▶ DOCUMENT SECTION:
== == ==

White Wine Making Made Easy

The decision of whether to make white wine or red wine is largely a matter of choice. But it also depends on which type of wine-making grapes you have access to. For white wine making you will need suitable green grapes that have been produced for making wine. Alternatively you will need a white wine concentrate. Some people even use white grape juice for making white wine at home.

The other things that you will need to be able to make white wine successfully are water and wine yeast, and unless there is sufficient sugar content in the grapes, you will need additional sugar as well. Something many amateur wine makers don’t realize is that sugar is a vitally important element of both red and white wine, even if the wine you are making is going to be very dry in terms of taste. As the sugar and yeast react with one another and ferment to produce alcohol, the sweetness of the sugar dissipates.

While sugar, water and yeast (plus of course the green grapes) are the basic ingredients for white wine, you may also need to use a yeast nutrient and Campden tablets, depending on the wine making recipe you are using, and the length of time you are going to keep the wine before you drink it. Basically the shorter the maturation time of white wine, and the quicker you drink it, the less necessary it is for you to use Campden tablets. Yeast nutrient can be great aid because it is like a fertilizer, and helps to make the yeast act more efficiently and effectively – and more quickly.

Campden tablets are sulfur-based and you could consider them to be a kind of disinfectant because they kill any bacteria or germs that form as the wine matures.  They are usually crushed and added to the new wine after it has fermented and when the wine is racked.

Racking is a process that not all home-wine makers bother about more than once, but it is a process that is repeated regularly when the pros make wine. What it entails is siphoning the developing wine into a clean container. This has the effect of leaving all the sediment (or lees) behind in the original or previous container. The effect it has it to clarify the wine and make it sparkling clear rather than cloudy. Sometimes people call the process “wine fining”. It also adds oxygen to the wine which, while the wine is maturing (particularly in an oak barrel), will help to develop the flavor of the wine.

== == ==

▶ GIVEN DATA:

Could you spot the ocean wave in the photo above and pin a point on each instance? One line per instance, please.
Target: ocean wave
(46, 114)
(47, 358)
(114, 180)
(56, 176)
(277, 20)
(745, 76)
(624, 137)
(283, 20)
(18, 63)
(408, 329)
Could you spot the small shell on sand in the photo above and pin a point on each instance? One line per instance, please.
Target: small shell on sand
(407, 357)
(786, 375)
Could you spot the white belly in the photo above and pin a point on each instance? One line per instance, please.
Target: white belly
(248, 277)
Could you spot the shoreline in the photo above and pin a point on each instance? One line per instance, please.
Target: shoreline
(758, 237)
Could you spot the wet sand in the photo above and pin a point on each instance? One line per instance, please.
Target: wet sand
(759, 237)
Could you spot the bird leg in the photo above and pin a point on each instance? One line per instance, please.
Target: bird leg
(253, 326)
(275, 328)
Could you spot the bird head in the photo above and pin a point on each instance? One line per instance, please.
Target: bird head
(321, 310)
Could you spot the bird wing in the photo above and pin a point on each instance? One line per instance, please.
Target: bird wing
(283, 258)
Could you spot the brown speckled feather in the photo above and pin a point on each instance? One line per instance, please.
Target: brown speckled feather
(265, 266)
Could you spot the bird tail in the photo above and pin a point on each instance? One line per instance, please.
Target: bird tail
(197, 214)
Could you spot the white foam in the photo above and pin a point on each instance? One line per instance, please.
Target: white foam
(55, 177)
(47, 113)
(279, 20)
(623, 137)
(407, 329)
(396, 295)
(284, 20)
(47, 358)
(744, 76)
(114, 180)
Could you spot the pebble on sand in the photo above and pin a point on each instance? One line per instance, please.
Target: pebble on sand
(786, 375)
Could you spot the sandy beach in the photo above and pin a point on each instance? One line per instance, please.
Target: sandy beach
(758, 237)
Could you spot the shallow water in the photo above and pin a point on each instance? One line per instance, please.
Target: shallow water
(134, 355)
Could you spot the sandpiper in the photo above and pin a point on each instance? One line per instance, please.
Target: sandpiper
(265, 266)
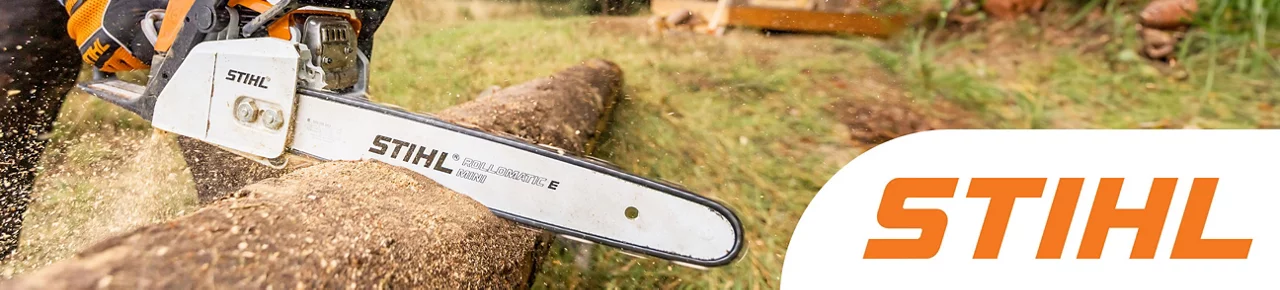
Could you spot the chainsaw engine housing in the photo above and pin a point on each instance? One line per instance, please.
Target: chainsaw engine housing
(332, 41)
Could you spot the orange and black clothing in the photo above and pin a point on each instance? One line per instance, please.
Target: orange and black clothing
(109, 32)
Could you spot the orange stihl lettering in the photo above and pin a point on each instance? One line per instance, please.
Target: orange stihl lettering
(1189, 245)
(1102, 216)
(932, 222)
(1002, 192)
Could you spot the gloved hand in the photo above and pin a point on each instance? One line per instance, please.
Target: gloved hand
(109, 32)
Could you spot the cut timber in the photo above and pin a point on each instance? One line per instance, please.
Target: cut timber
(787, 15)
(787, 19)
(353, 224)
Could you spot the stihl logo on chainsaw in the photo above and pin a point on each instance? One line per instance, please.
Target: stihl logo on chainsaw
(246, 78)
(472, 169)
(1102, 216)
(415, 153)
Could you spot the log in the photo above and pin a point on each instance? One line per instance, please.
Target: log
(359, 224)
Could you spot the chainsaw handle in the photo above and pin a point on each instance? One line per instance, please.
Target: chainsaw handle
(204, 17)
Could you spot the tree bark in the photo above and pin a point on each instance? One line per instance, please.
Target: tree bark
(355, 224)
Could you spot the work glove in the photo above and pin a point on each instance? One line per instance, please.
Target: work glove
(109, 32)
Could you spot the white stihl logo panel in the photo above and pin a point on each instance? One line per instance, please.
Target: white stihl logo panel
(517, 182)
(1047, 210)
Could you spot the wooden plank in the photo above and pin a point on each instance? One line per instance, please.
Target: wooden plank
(698, 7)
(789, 19)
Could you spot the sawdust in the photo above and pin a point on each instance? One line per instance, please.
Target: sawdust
(332, 225)
(37, 65)
(355, 224)
(588, 90)
(96, 185)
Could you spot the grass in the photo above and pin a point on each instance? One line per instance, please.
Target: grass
(743, 119)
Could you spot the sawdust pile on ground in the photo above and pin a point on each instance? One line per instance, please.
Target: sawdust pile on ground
(332, 225)
(96, 185)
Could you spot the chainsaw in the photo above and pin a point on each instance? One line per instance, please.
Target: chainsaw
(280, 79)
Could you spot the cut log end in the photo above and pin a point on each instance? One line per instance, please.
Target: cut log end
(355, 224)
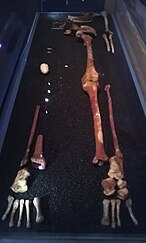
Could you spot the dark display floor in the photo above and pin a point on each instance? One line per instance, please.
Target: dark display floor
(70, 189)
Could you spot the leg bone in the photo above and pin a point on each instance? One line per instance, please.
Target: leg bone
(20, 212)
(27, 205)
(105, 218)
(9, 206)
(129, 206)
(15, 207)
(37, 205)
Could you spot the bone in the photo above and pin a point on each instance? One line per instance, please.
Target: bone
(27, 206)
(106, 42)
(38, 160)
(24, 161)
(113, 204)
(118, 205)
(37, 205)
(14, 209)
(128, 204)
(20, 183)
(9, 206)
(21, 206)
(105, 219)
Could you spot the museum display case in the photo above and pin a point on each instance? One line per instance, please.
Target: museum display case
(73, 132)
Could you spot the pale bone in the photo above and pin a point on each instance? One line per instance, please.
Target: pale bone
(21, 206)
(14, 209)
(128, 204)
(105, 218)
(106, 41)
(20, 182)
(27, 206)
(37, 205)
(9, 206)
(118, 204)
(113, 204)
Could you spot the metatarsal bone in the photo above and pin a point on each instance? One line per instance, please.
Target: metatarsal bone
(21, 206)
(105, 218)
(118, 204)
(113, 204)
(10, 203)
(37, 205)
(106, 41)
(15, 207)
(27, 205)
(128, 204)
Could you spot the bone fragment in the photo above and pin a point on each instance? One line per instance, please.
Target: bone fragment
(106, 42)
(128, 204)
(27, 206)
(113, 204)
(109, 185)
(105, 219)
(20, 182)
(38, 160)
(14, 209)
(37, 205)
(118, 205)
(9, 206)
(21, 206)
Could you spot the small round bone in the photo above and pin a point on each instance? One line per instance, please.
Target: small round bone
(14, 209)
(37, 205)
(10, 203)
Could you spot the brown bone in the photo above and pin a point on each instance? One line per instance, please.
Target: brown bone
(38, 159)
(90, 84)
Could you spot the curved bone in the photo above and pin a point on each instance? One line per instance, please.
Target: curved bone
(14, 209)
(21, 206)
(113, 204)
(37, 205)
(27, 206)
(20, 182)
(128, 204)
(38, 159)
(90, 83)
(25, 158)
(105, 218)
(118, 205)
(9, 206)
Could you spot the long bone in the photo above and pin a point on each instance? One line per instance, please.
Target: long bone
(14, 209)
(105, 219)
(27, 206)
(38, 159)
(90, 84)
(9, 206)
(128, 204)
(116, 162)
(37, 205)
(21, 206)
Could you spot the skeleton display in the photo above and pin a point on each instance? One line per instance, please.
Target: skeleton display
(16, 204)
(20, 182)
(90, 84)
(115, 186)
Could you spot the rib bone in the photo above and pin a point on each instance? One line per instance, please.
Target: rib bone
(20, 182)
(90, 84)
(128, 204)
(21, 206)
(27, 205)
(38, 159)
(113, 204)
(105, 218)
(37, 205)
(15, 207)
(118, 204)
(9, 206)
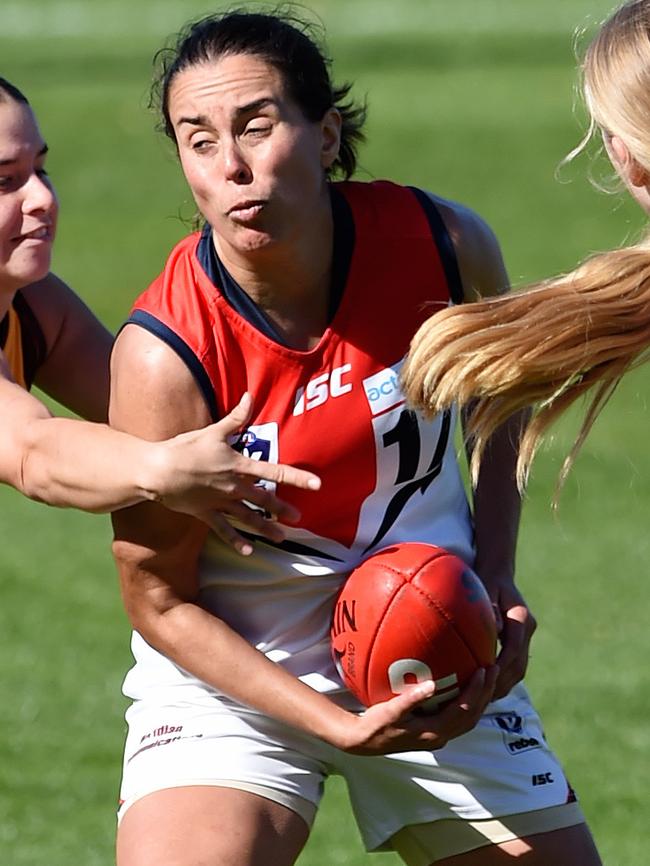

== == ==

▶ DESCRIPTION OF THE TASK: Can you duplicate the passage of the white wine making text word for word, from the part that opens with the words containing "The decision of" to the part that closes with "wine at home."? Nothing in the rows matters here.

▶ ANSWER BOX:
The decision of whether to make white wine or red wine is largely a matter of choice. But it also depends on which type of wine-making grapes you have access to. For white wine making you will need suitable green grapes that have been produced for making wine. Alternatively you will need a white wine concentrate. Some people even use white grape juice for making white wine at home.